*** TEXT PASSAGE Section Begins ***
Andrews worked part time as a certified nursing assistant at a Northampton nursing home. She later worked with Quabbin Mediation teaching nonviolent communication, drawing on theories and practices pioneered by the psychologist and author Marshall Rosenberg.

Van Assche delivered interlibrary loans for the Western Massachusetts Regional Library System two days a week for 24 years.

After losing his library job, Van Assche received unemployment assistance for a year.

“Then I heard that Real Pickles was hiring,” he said. “Soon after I started working there, they transitioned to a worker-owned cooperative, which is right up my alley philosophically.”

Making lacto-fermented foods on a large scale at the Greenfield business is hard work, but Van Assche loves it.

“At 68, I’m the oldest one there, by far, so I get a lot of ‘old guy’ questions about relationships and life. That pleases me.”

Andrews served in leadership positions, including being the board president of the Franklin Community Co-op, yet questioned standard leadership roles.

​​​​​​“She was devoted to participatory democracy, something that’s talked about in progressive circles, but not always practiced,” Van Assche noted.

He added, “Marilyn was a lot of things, but above all she was earnest. She was empathic and introverted, but with a wilder, fanciful side. She was curious, passionate, filled with integrity and reserved, but also very funny.”
*** TEXT PASSAGE Section Ends ***
*** DATA RECORDS Section Begins ***
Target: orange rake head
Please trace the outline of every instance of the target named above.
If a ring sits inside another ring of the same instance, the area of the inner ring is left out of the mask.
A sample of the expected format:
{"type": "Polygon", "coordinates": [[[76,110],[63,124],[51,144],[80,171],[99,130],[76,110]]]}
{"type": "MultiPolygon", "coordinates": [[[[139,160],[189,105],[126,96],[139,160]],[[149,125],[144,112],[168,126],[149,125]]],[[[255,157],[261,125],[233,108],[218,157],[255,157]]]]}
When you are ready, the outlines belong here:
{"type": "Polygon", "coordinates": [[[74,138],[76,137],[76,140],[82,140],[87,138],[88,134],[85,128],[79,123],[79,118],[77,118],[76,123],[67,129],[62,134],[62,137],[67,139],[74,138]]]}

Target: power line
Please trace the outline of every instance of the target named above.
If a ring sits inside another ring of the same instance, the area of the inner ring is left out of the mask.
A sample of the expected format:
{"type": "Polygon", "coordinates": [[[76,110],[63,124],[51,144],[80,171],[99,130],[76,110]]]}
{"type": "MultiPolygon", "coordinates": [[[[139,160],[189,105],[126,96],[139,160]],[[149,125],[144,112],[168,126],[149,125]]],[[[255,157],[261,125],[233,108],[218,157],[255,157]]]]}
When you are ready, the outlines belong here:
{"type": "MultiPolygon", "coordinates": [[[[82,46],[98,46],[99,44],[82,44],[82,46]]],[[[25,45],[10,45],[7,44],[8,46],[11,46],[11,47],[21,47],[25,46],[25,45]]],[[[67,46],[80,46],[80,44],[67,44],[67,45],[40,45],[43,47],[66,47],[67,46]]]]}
*** DATA RECORDS Section Ends ***
*** DATA RECORDS Section Begins ***
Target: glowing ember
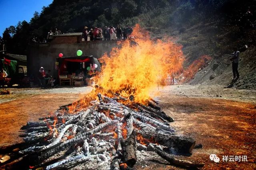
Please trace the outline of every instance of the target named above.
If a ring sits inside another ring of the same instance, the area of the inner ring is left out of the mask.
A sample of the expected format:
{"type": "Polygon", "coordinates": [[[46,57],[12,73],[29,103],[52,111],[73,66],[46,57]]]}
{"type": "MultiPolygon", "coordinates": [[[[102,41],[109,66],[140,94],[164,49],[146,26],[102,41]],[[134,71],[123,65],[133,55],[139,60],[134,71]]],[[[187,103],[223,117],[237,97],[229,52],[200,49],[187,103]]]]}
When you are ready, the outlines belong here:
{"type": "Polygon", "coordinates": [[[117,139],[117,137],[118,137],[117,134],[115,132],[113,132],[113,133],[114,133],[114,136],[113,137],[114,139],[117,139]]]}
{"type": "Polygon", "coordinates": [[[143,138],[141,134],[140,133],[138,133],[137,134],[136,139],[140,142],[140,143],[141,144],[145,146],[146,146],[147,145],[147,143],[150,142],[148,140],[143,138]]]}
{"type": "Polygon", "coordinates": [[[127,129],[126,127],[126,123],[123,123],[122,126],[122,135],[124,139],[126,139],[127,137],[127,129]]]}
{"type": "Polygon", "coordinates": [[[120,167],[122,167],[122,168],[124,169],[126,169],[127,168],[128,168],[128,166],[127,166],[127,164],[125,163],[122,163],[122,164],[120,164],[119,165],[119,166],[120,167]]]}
*** DATA RECORDS Section Ends ***
*** DATA RECORDS Section Begins ***
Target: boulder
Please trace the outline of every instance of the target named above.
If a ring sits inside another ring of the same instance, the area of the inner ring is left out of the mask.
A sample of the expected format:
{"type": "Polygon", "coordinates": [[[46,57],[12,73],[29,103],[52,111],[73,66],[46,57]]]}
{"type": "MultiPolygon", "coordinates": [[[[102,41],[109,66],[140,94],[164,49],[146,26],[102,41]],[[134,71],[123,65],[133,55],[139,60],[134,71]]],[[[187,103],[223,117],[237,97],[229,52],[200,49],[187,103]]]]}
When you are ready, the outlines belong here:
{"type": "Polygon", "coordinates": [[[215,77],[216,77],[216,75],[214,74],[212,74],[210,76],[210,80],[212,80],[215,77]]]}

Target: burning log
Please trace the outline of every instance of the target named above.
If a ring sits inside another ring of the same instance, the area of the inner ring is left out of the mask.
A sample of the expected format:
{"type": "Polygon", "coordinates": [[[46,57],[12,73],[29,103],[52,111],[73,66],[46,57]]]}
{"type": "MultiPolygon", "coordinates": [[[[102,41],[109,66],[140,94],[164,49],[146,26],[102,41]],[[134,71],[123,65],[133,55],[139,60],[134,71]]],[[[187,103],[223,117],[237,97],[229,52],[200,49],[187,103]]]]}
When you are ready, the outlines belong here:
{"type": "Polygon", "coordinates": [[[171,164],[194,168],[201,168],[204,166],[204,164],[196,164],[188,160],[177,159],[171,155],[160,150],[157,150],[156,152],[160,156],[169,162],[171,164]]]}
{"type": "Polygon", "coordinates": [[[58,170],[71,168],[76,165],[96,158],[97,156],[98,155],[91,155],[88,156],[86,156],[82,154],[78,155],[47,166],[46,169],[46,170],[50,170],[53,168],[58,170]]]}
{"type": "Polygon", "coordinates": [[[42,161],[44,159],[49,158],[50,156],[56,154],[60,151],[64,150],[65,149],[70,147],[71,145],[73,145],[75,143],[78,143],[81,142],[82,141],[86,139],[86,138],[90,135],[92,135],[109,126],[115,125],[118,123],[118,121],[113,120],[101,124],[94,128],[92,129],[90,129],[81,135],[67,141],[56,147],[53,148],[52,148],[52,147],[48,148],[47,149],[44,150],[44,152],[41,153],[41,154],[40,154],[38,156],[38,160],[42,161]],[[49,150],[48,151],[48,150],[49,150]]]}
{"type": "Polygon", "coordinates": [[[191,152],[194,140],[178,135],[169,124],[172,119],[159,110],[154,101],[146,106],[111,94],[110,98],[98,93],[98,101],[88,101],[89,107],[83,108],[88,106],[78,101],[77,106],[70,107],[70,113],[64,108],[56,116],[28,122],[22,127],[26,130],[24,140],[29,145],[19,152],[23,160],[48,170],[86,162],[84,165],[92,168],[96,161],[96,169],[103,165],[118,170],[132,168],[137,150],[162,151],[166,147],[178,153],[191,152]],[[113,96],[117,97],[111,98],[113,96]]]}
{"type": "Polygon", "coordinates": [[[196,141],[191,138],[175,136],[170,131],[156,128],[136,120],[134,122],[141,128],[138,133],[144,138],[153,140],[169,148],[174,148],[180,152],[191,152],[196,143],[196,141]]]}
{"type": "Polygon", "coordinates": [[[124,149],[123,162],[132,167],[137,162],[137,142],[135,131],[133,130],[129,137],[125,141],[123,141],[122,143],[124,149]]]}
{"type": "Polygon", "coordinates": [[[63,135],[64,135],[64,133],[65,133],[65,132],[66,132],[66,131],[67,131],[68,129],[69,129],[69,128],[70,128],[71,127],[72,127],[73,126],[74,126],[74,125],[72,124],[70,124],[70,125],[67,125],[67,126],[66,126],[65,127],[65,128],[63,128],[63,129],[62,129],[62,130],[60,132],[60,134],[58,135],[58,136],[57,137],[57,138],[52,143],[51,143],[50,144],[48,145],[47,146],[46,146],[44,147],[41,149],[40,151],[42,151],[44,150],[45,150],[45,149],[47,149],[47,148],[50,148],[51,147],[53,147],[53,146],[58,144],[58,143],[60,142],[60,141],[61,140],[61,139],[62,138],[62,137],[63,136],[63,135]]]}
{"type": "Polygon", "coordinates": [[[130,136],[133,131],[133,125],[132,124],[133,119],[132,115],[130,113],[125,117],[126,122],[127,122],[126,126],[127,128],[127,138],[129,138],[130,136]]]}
*** DATA RECORDS Section Ends ***
• **LIST OF TASKS**
1: Answer these questions from the text about Andrews and Van Assche:
(a) For how many years did Van Assche deliver interlibrary loans?
(b) Of which organization was Andrews the board president?
(c) What age does Van Assche give for himself?
2: Please copy the part of the text about Andrews and Van Assche starting at "After losing his" and ending at "standard leadership roles.".

• **RESPONSE LIST**
1:
(a) 24 years
(b) The Franklin Community Co-op
(c) 68

2:
After losing his library job, Van Assche received unemployment assistance for a year.

“Then I heard that Real Pickles was hiring,” he said. “Soon after I started working there, they transitioned to a worker-owned cooperative, which is right up my alley philosophically.”

Making lacto-fermented foods on a large scale at the Greenfield business is hard work, but Van Assche loves it.

“At 68, I’m the oldest one there, by far, so I get a lot of ‘old guy’ questions about relationships and life. That pleases me.”

Andrews served in leadership positions, including being the board president of the Franklin Community Co-op, yet questioned standard leadership roles.